───── Text shown
The world proletariat can only win when it realises that the one decisive weapon it has against Imperialism and the bourgeoisie is its own unity as a world class, a universal class. Or more precisely a non-class, as it does not depend on the bourgeoisie as the bourgeoisie depends on proletarians identified as ‘workers’.
This creation of a world (anti)class of toilers is the only ‘progress’ brought about by capitalism’s 500-year reign of slavery and murder. And as we have seen, it is progress brought about by the workers themselves. The workers are the world’s slaves – they depend on the Master’s grace and favour for their very survival. But this is true only so long as they fail to realise that the riches with which their labour is bought (or rather stolen) are its own riches – that the immense creative power harnessed in the machines, vast cities and digital technology of the masters is its own power. This is true only so long as they mistake the various categories into which they are divided, the various rungs on the ladder of oppression – African, Asian and European, but also housewife and homeworker (who often labour for no pay at all), lumpen and skilled – for who they really are. And only so long as anti-Imperialism is confused with national – or national-religious – chauvinism.
What follows from this is that all real struggle against capitalism is anti-imperialist, whether in the periphery or the core, and all genuine struggle against imperialism, nationalism, mysogyny and racism is a struggle against capitalism. If workers’ struggles are they are not these things – and do not take the form of proletarian internationalism – then they will only perpetuate the capitalism that would-be Communists may claim to be struggling against. Support for ‘anti-imperialist nations’ or for religious or ethnic chauvinisms which conflict with the interests of core capital, or narrow sectional racist interests of ‘white’ workers, feed the system. So does supporting the ‘B52 Liberalism’- which disciplines (and effectively re-colonises) parts of the periphery in the name of supposed universal values of ‘democracy’ and the ‘rule of law’. Law is always and everywhere the cornerstone of the state. And the first ‘human right’ is the right to private property.
──────────
Job —
From the text on the world proletariat, quote word for word the part that begins with the words containing "The world proletariat" and ends with "identified as ‘workers’.".
───── Rows
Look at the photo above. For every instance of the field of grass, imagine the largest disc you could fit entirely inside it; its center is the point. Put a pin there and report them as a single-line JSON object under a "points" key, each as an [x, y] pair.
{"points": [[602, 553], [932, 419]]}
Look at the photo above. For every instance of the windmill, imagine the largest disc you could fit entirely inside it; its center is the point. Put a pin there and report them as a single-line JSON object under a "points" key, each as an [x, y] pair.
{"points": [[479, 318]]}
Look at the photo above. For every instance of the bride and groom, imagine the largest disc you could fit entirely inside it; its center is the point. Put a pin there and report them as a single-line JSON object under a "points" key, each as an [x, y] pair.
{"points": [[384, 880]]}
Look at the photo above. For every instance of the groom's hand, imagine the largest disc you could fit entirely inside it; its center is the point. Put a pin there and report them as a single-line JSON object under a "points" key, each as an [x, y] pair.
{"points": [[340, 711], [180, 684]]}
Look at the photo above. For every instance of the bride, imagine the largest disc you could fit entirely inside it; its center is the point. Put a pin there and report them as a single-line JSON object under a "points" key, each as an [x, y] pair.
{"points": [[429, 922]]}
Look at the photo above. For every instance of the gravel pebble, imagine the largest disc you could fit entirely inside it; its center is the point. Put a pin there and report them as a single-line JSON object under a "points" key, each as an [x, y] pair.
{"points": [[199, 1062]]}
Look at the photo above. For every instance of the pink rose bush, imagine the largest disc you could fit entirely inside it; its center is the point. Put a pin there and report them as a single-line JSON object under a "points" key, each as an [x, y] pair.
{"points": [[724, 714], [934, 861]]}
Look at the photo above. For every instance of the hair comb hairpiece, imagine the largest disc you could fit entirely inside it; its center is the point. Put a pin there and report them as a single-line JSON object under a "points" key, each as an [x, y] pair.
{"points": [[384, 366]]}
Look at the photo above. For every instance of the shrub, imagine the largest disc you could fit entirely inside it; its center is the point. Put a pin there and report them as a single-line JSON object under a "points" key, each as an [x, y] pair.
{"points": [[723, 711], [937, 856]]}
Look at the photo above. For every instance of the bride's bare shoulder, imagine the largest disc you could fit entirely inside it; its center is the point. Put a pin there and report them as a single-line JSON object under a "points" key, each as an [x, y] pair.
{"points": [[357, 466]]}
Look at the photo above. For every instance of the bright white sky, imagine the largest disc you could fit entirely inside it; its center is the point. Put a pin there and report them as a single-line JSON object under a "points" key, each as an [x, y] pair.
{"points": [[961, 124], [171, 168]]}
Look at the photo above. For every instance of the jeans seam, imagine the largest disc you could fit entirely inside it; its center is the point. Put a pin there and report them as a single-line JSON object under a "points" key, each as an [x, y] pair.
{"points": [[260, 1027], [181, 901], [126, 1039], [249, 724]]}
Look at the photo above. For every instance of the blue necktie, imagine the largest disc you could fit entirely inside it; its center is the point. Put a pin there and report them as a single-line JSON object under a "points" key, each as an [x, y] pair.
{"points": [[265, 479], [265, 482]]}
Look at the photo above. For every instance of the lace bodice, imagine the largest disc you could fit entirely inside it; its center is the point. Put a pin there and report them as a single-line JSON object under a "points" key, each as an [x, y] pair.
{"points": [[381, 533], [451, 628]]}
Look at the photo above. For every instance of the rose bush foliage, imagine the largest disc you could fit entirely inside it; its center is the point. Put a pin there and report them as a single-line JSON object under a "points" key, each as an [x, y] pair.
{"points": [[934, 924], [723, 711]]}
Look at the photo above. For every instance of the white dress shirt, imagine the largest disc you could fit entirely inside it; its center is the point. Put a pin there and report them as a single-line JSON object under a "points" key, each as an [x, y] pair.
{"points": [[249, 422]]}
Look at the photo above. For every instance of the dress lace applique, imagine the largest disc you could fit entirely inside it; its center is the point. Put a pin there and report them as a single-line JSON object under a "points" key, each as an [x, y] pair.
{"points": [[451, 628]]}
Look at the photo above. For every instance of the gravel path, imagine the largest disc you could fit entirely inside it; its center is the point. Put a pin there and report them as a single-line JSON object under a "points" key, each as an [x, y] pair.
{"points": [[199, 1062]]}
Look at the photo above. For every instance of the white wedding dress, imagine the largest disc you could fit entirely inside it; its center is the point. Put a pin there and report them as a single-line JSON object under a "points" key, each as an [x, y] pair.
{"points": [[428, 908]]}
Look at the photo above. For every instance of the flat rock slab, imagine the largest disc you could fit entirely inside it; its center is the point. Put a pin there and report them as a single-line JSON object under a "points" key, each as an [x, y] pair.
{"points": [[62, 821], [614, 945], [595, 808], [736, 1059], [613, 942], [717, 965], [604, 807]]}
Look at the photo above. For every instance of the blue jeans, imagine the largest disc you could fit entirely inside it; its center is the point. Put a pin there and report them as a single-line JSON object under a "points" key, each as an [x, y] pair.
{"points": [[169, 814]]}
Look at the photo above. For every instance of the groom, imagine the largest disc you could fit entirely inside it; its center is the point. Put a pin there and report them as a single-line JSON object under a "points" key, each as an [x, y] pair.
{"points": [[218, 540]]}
──────────
Result for this task —
The world proletariat can only win when it realises that the one decisive weapon it has against Imperialism and the bourgeoisie is its own unity as a world class, a universal class. Or more precisely a non-class, as it does not depend on the bourgeoisie as the bourgeoisie depends on proletarians identified as ‘workers’.